— start of Provided data —
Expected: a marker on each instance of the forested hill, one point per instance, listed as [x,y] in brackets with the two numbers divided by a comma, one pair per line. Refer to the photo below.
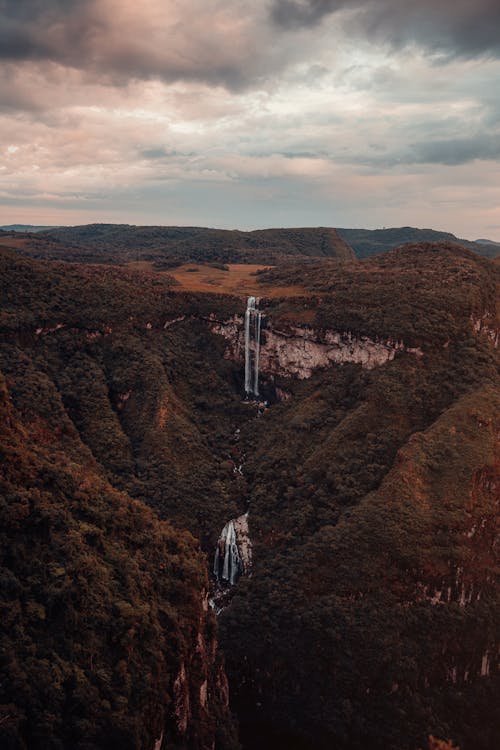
[169,246]
[371,479]
[368,242]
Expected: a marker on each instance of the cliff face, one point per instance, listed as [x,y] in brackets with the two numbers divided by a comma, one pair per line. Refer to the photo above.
[298,351]
[397,589]
[106,634]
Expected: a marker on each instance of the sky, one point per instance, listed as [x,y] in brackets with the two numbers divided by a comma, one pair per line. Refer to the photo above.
[251,113]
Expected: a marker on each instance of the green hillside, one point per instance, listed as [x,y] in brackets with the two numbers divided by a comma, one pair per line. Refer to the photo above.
[370,619]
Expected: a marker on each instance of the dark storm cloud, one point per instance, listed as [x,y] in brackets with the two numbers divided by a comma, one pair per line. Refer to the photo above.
[212,42]
[462,28]
[459,150]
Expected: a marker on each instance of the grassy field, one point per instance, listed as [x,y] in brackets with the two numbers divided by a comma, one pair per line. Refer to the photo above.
[240,279]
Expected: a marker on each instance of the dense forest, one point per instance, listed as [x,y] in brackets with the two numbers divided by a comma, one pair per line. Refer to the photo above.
[368,242]
[371,616]
[168,247]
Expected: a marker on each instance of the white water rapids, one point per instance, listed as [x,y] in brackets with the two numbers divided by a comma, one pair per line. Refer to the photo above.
[253,318]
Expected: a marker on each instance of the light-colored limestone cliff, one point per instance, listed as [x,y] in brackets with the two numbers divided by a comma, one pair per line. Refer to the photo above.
[299,351]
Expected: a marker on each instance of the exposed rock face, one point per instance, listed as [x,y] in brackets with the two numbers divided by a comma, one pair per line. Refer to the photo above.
[200,689]
[233,555]
[299,351]
[485,324]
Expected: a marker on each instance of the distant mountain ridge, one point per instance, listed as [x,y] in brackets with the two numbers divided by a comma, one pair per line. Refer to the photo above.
[168,246]
[27,227]
[369,242]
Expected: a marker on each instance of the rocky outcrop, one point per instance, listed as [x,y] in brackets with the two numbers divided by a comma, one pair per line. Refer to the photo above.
[297,351]
[233,554]
[485,324]
[200,691]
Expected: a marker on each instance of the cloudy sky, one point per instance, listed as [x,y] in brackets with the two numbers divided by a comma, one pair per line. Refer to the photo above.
[251,113]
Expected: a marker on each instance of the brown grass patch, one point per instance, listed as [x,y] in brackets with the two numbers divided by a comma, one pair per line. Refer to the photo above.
[240,279]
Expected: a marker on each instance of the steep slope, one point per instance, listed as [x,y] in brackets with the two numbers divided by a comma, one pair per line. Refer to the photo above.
[106,639]
[170,246]
[373,498]
[380,608]
[367,481]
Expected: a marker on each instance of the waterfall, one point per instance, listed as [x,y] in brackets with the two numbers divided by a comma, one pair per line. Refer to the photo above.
[252,347]
[228,565]
[233,554]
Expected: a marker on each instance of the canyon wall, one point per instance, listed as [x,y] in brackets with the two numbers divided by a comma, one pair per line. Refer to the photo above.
[297,351]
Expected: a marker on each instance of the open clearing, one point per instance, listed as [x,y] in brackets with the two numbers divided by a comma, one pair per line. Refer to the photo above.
[240,280]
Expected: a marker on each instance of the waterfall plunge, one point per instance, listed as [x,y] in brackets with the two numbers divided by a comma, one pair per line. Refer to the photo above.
[228,565]
[253,318]
[233,554]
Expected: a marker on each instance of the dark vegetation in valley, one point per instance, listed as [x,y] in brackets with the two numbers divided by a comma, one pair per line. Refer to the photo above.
[371,611]
[167,247]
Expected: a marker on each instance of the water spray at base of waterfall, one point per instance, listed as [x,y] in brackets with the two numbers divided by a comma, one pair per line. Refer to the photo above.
[233,559]
[253,322]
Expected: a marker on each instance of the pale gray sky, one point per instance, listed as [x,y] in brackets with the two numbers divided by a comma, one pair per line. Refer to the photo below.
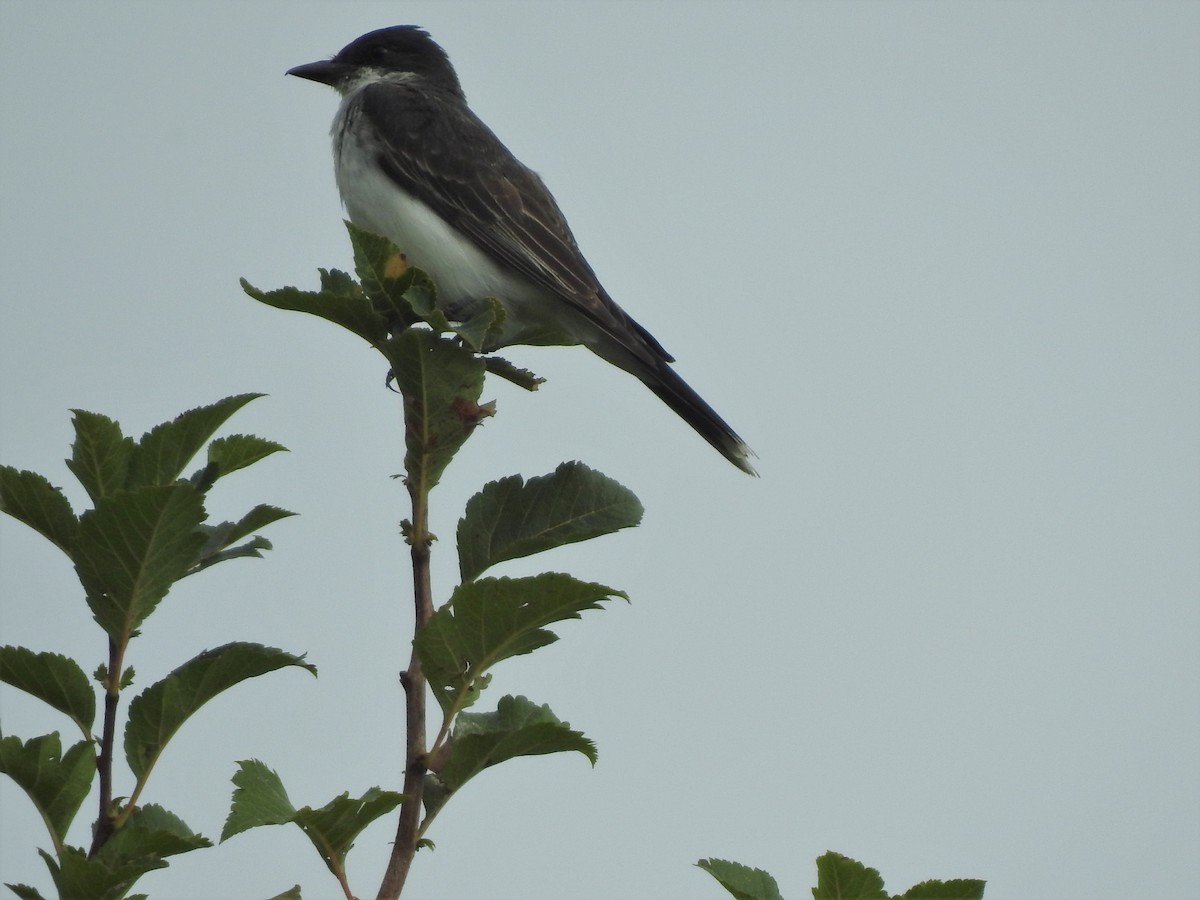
[939,263]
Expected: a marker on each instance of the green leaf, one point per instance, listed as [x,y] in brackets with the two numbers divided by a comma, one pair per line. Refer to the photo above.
[742,881]
[100,455]
[77,876]
[341,303]
[487,323]
[132,547]
[517,727]
[151,832]
[166,449]
[261,799]
[159,712]
[491,619]
[954,889]
[258,799]
[511,519]
[844,879]
[441,383]
[53,678]
[24,892]
[57,783]
[237,451]
[217,550]
[30,498]
[521,377]
[334,827]
[385,275]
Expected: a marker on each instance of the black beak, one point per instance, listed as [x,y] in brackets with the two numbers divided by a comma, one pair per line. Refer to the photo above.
[327,71]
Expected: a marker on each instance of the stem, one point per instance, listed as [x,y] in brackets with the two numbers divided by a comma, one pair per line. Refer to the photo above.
[106,821]
[407,832]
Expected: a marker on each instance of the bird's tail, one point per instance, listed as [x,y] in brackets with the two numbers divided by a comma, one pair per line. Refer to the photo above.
[689,406]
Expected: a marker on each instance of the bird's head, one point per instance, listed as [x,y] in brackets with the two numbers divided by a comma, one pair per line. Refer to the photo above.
[396,51]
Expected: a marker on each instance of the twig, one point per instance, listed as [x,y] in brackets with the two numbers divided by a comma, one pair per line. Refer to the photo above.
[105,821]
[405,847]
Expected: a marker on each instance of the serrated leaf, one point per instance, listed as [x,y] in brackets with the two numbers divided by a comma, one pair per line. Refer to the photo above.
[54,679]
[521,377]
[491,619]
[489,322]
[167,448]
[384,274]
[334,827]
[77,876]
[237,451]
[57,783]
[159,712]
[517,727]
[953,889]
[30,498]
[742,881]
[216,549]
[511,519]
[258,799]
[24,892]
[844,879]
[100,455]
[347,307]
[132,547]
[151,832]
[441,383]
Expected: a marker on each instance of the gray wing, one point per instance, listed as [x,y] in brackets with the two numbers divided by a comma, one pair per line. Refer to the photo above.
[442,154]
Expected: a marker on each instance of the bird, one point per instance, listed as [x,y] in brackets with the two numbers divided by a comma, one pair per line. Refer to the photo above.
[413,163]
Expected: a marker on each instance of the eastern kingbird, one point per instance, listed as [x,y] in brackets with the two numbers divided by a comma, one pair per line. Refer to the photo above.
[418,167]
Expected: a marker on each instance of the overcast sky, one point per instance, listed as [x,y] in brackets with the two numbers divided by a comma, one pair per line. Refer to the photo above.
[937,263]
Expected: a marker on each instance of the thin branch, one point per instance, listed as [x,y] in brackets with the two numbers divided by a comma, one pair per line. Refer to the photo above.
[407,832]
[105,820]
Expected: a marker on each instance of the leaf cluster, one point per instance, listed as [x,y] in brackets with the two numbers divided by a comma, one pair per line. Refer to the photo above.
[145,531]
[839,877]
[438,367]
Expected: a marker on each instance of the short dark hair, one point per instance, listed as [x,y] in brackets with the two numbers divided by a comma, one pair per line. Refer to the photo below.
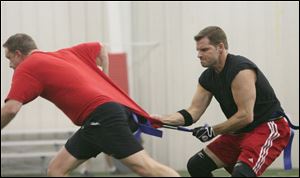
[21,42]
[215,35]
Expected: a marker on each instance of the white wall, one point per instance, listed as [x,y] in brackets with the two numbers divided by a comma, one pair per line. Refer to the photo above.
[164,74]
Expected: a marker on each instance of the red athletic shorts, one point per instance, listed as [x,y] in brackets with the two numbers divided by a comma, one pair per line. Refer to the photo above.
[258,148]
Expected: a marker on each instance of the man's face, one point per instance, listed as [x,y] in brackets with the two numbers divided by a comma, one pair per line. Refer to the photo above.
[207,53]
[15,58]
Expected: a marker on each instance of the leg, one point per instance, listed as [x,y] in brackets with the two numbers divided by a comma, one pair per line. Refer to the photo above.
[263,145]
[201,165]
[111,167]
[142,164]
[62,164]
[242,170]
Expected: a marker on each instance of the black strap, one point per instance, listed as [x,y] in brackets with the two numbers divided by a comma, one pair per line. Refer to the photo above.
[280,113]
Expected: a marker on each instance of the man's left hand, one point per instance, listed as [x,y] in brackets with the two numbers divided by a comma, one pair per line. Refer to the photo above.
[204,133]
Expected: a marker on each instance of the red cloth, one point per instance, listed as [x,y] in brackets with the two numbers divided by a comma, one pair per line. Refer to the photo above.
[71,80]
[258,148]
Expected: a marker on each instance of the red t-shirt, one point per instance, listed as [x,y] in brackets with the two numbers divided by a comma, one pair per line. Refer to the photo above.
[70,79]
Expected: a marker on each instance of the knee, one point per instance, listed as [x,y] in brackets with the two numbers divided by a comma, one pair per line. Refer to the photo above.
[201,165]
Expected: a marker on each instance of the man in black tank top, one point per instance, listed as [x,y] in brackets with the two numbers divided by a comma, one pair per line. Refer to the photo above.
[252,137]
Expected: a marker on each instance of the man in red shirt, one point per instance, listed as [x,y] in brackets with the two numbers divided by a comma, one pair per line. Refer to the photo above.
[70,78]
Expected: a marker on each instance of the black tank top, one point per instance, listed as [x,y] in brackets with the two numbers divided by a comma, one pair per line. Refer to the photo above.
[219,84]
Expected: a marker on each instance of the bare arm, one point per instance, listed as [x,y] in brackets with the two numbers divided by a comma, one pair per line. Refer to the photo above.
[199,104]
[9,111]
[102,60]
[244,94]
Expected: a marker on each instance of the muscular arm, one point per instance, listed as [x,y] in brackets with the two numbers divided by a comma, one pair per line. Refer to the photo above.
[199,104]
[102,59]
[244,94]
[9,111]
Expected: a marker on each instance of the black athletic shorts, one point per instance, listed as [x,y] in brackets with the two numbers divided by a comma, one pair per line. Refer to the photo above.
[108,129]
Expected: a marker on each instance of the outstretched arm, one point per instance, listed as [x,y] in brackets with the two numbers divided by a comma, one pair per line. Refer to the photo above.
[9,111]
[200,102]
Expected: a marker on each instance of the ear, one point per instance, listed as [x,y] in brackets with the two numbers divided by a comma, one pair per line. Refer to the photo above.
[220,47]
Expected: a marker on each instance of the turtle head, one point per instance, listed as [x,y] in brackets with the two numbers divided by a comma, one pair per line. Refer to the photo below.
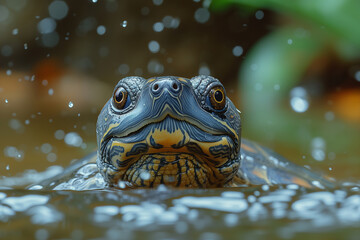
[169,130]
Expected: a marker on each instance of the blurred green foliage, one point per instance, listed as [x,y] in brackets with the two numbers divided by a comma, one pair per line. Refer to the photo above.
[279,61]
[339,17]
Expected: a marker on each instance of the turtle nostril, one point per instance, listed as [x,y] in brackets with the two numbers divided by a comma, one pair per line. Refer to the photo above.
[175,86]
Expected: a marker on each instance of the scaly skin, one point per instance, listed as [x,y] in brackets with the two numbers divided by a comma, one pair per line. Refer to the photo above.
[169,133]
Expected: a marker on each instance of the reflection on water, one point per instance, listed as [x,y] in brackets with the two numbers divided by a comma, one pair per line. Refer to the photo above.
[280,212]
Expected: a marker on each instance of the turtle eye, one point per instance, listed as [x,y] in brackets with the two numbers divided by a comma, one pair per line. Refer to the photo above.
[120,98]
[217,98]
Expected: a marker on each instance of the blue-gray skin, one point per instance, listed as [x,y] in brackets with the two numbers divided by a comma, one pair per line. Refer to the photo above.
[177,132]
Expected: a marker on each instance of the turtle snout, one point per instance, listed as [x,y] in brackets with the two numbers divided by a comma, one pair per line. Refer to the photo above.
[171,85]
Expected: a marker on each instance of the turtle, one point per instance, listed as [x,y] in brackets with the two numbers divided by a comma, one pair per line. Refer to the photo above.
[178,132]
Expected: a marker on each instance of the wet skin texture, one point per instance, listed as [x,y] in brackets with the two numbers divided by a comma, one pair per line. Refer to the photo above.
[170,130]
[184,133]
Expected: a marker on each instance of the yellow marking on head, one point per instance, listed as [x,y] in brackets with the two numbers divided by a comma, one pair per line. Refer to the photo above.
[111,126]
[166,138]
[247,148]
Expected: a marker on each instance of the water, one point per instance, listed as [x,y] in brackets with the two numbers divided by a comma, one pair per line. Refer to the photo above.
[250,213]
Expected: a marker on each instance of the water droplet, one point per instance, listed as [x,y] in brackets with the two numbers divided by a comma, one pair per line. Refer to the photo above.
[145,175]
[50,40]
[237,51]
[44,82]
[157,2]
[158,27]
[15,31]
[6,50]
[59,134]
[154,46]
[46,148]
[259,15]
[329,116]
[204,70]
[299,99]
[101,30]
[58,9]
[155,67]
[124,23]
[73,139]
[171,22]
[202,15]
[4,13]
[47,25]
[318,145]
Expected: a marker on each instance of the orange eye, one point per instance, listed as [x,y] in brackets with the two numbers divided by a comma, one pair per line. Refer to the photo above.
[120,98]
[217,98]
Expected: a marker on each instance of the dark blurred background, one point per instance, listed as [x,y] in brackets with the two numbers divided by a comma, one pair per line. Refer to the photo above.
[293,69]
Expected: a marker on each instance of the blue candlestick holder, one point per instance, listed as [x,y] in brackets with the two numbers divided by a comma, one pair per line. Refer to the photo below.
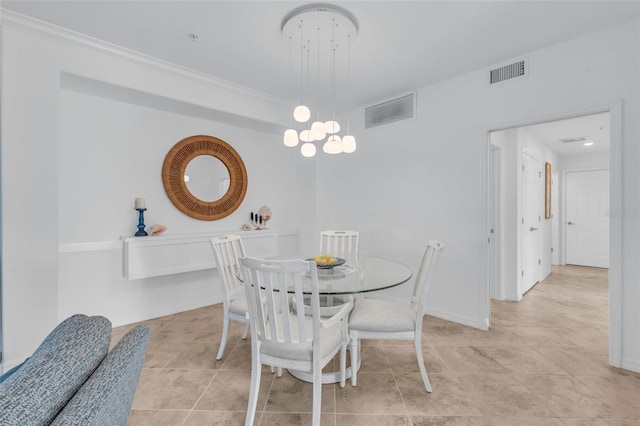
— end of Provided data —
What is asked:
Beginning at the line that contains "Expected: a marker on each instance of the dark blurred" and running through the end of the material above, render each line as one string in a JSON list, skipping blank lines and omitting the pictures.

Expected output:
[
  "Expected: a marker on each instance of the dark blurred background, one point per instance, listed as [x,y] in brackets with the two numbers divided by a comma, one pair per line. Refer to the photo above.",
  "[293,69]",
  "Expected: a marker on each instance of the blue candlestick holder, one point per instance, listed as [x,y] in brackets with the two numbers divided by a comma, one pair per line. Refer to the photo below."
]